■ **SHORT EXERCISE A**
From the circle solutions, pull out everything from "(iv) The circle" down to "-4g+2f = 0$ … … … … … iii)", copying it word for word.
■ **SHORT EXERCISE B**
Answer these on the circle solutions:
(i) In part (iii), which three points does the circle pass through?
(ii) In part (iv), what value of c comes from substituting (0, 0)?
(iii) In Question 3, on which line does the center of the circle lie?

■ **GIVEN TEXT**
• • •
Therefore the equation of the required circle is:

$\displaystyle x^2 + y^2 - 22 x --4 y + 25 = 0$

(iii) The circle passes through the points $\displaystyle (5, - 8), (- 2,9)$ and $\displaystyle (2,1)$

The equation of circle is $\displaystyle x^2 + y^2 + 2gx + 2fy + c =0$ … … … … … i)

Substituting $\displaystyle (5,-8)$ in i) we get

$\displaystyle 25 + 64 + 10g -16f + c = 0 \hspace{0.5cm} \Rightarrow 10g-16f+c = -91$ … … … … … ii)

Substituting $\displaystyle (-2, 9)$ in i) we get

$\displaystyle 4 + 81 -4g +18f + c = 0 \hspace{0.5cm} \Rightarrow -4g+18f+c = -85$ … … … … … iii)

Substituting $\displaystyle (2, 1)$ in i) we get

$\displaystyle 4 +1 + 4g +2f + c = 0 \hspace{0.5cm} \Rightarrow 4g+2f+c = -5$ … … … … … iv)

Solving ii) , iii) and iv) simultaneously, we get

$\displaystyle g = 58, \hspace{0.5cm} f = 24, \hspace{0.5cm} c= -285$

Therefore the equation of the required circle is:

$\displaystyle x^2 + y^2 +116 x +48 y -285 = 0$

(iv) The circle passes through the points $\displaystyle (0, 0), (-2, 1)$ and $\displaystyle (- 3,2)$

The equation of circle is $\displaystyle x^2 + y^2 + 2gx + 2fy + c =0$ … … … … … i)

Substituting $\displaystyle (0,0)$ in i) we get

$\displaystyle 0 + 0 + 0 + 0 + c = 0 \hspace{0.5cm} \Rightarrow c = 0$ … … … … … ii)

Substituting $\displaystyle (-2,1)$ in i) we get

$\displaystyle 4 + 1 -4g + 2f + c = 0 \hspace{0.5cm} \Rightarrow -4g+2f = 0$ … … … … … iii)

Substituting $\displaystyle (-3, 2)$ in i) we get

$\displaystyle 9 + 4 -6g + 4f + c = 0 \hspace{0.5cm} \Rightarrow -6g+4f = -13$ … … … … … iv)

Solving ii) , iii) and iv) simultaneously, we get

$\displaystyle g = \frac{-3}{2} , \hspace{0.5cm} f = \frac{-11}{2} , \hspace{0.5cm} c= 0$

Therefore the equation of the required circle is:

$\displaystyle x^2 + y^2 - 3 x -11 y = 0$

$\displaystyle \\$

Question 3: Find the equation of the circle which passes through $\displaystyle (3,1), (-2, 0)$ and has its center on the line $\displaystyle 2x-y=3$ .

Answer:

The circle passes through $\displaystyle (3,1), (-2, 0)$ and has its center on the line $\displaystyle 2x-y=3$ .

The equation of circle is $\displaystyle x^2 + y^2 + 2gx + 2fy + c =0$ … … … … … i)

Substituting $\displaystyle (3, -2)$ in i) we get

$\displaystyle 9+4+6g-4f+c = 0 \hspace{0.5cm} \Rightarrow 6g-4f+c = -13$ … … … … … ii)
• • •
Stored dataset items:
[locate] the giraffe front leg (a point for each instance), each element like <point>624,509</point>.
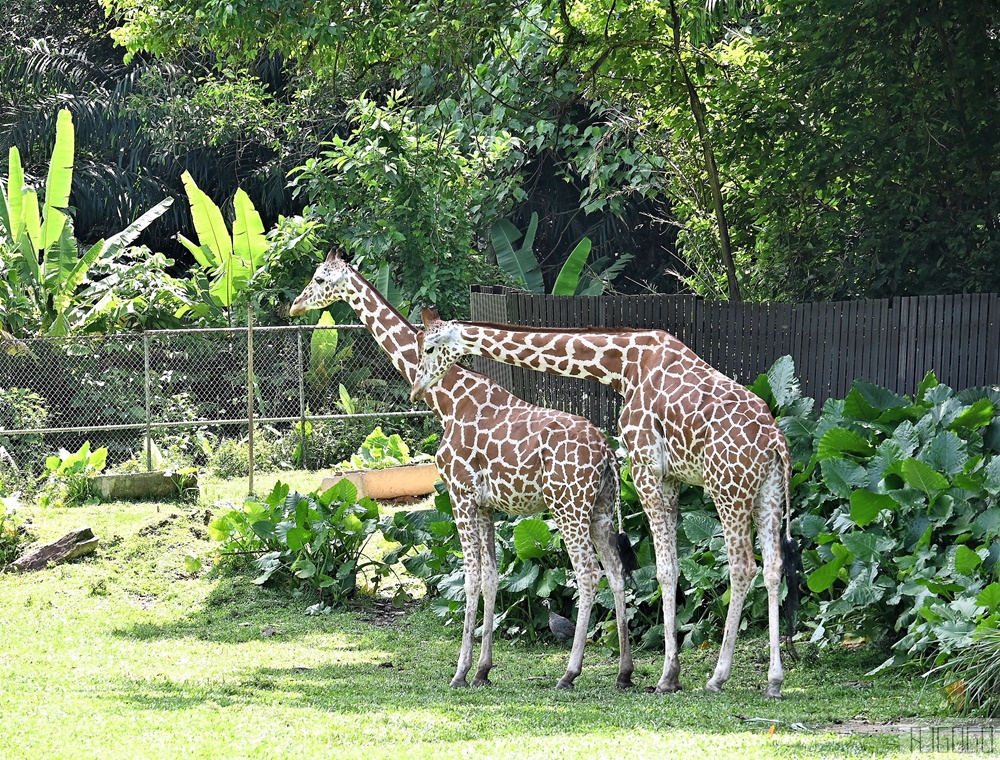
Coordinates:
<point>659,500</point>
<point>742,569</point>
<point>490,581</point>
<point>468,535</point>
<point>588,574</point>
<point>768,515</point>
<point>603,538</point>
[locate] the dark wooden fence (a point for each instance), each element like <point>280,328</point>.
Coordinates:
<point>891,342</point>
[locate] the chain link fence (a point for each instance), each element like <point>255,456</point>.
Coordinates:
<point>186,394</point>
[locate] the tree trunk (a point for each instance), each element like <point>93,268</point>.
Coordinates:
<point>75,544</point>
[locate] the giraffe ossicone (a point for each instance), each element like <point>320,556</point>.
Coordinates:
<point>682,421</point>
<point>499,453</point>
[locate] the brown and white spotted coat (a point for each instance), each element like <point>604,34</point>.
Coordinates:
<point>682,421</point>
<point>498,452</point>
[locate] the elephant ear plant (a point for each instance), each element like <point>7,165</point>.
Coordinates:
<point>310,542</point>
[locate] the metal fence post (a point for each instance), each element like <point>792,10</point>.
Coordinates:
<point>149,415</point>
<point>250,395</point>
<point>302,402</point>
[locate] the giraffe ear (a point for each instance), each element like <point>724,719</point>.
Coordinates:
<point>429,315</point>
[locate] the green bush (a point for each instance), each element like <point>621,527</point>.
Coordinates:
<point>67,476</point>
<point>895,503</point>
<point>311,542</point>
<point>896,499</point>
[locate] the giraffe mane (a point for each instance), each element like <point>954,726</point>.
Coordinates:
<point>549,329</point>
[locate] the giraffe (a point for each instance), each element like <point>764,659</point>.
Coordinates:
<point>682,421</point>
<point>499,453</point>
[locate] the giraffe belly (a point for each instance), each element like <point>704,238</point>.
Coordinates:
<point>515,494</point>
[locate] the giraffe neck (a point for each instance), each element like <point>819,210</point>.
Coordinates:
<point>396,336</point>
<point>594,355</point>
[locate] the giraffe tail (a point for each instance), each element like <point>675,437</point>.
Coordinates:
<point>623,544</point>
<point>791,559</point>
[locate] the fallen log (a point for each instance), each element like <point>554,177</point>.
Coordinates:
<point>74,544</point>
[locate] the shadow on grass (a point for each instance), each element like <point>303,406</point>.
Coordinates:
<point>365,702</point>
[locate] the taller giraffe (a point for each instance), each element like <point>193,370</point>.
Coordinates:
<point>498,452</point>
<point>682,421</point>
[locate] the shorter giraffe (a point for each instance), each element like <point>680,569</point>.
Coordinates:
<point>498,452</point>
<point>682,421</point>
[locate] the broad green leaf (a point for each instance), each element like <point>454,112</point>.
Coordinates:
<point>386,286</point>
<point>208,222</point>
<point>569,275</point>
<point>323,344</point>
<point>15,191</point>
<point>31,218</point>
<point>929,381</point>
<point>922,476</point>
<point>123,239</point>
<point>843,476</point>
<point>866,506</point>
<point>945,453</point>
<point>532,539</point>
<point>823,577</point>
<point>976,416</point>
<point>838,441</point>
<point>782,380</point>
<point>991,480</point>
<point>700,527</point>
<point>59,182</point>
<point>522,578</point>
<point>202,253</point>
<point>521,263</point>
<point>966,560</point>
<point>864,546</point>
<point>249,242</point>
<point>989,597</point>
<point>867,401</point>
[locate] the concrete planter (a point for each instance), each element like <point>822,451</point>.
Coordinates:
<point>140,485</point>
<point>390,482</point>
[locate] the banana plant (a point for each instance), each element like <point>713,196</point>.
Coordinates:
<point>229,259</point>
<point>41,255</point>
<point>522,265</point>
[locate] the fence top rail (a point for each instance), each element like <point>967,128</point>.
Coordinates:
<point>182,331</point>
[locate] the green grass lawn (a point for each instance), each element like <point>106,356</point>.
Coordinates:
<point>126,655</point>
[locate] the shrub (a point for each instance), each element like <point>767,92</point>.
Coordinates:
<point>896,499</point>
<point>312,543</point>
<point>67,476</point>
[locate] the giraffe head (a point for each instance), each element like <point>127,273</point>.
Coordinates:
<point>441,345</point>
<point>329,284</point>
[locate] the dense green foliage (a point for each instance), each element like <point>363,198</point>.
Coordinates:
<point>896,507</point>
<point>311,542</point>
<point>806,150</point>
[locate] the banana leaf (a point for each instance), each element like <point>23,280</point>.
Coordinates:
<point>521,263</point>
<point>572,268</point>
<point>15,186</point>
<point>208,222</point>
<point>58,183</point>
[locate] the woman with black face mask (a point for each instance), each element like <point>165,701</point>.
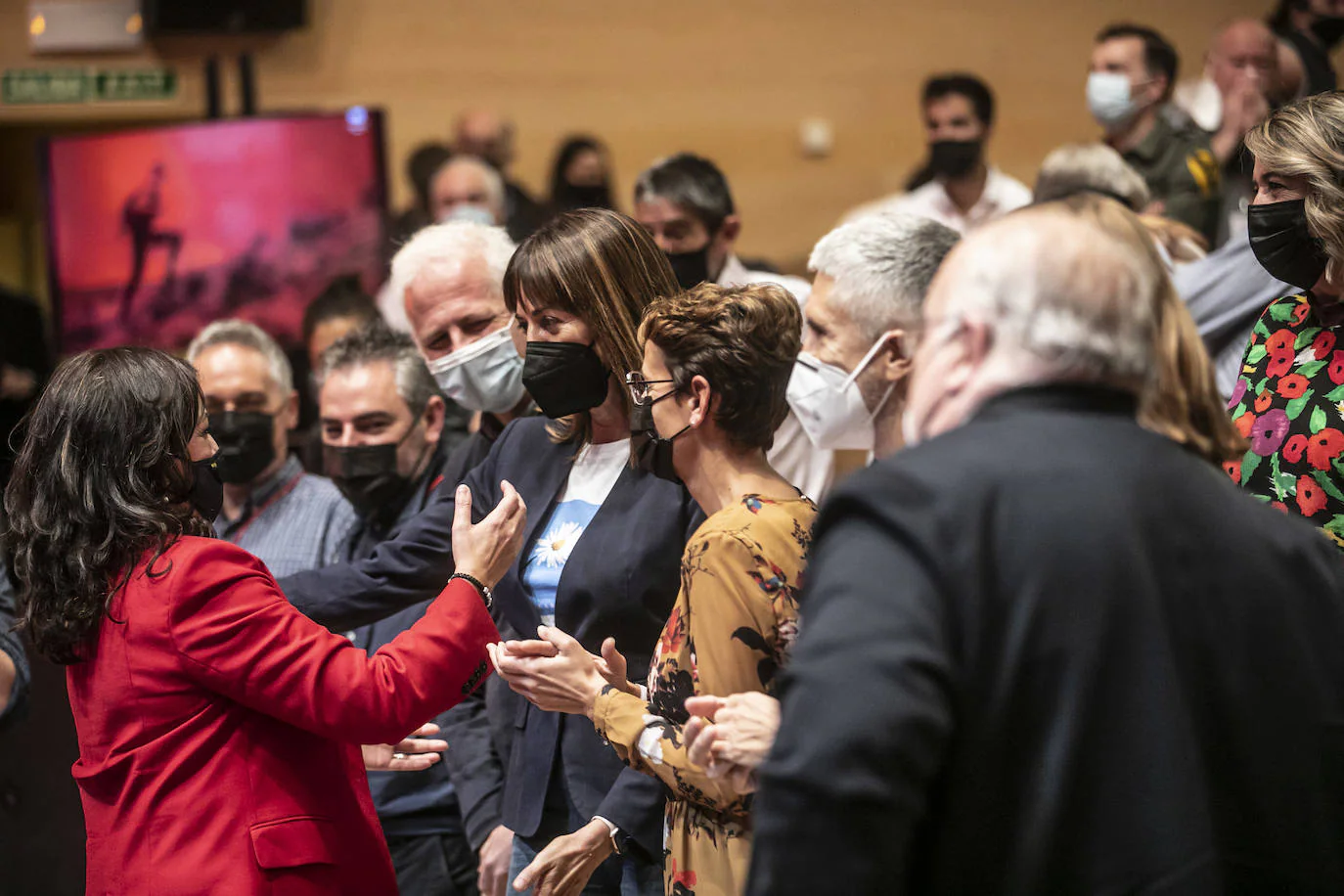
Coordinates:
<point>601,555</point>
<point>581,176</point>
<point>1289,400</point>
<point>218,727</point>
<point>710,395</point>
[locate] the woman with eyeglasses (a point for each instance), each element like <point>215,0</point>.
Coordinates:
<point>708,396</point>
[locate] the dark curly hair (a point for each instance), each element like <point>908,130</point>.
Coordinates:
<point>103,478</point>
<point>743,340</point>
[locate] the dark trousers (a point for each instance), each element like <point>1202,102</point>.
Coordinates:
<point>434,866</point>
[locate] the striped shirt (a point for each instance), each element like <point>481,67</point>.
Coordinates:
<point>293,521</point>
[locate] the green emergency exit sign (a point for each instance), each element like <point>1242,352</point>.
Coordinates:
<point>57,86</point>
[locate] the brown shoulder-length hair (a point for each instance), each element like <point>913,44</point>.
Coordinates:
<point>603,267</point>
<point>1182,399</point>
• • •
■ **FULL RESPONSE A**
(iv) The circle passes through the points $\displaystyle (0, 0), (-2, 1)$ and $\displaystyle (- 3,2)$

The equation of circle is $\displaystyle x^2 + y^2 + 2gx + 2fy + c =0$ … … … … … i)

Substituting $\displaystyle (0,0)$ in i) we get

$\displaystyle 0 + 0 + 0 + 0 + c = 0 \hspace{0.5cm} \Rightarrow c = 0$ … … … … … ii)

Substituting $\displaystyle (-2,1)$ in i) we get

$\displaystyle 4 + 1 -4g + 2f + c = 0 \hspace{0.5cm} \Rightarrow -4g+2f = 0$ … … … … … iii)

■ **FULL RESPONSE B**
(i) (5, -8), (-2, 9) and (2, 1)
(ii) c = 0
(iii) 2x - y = 3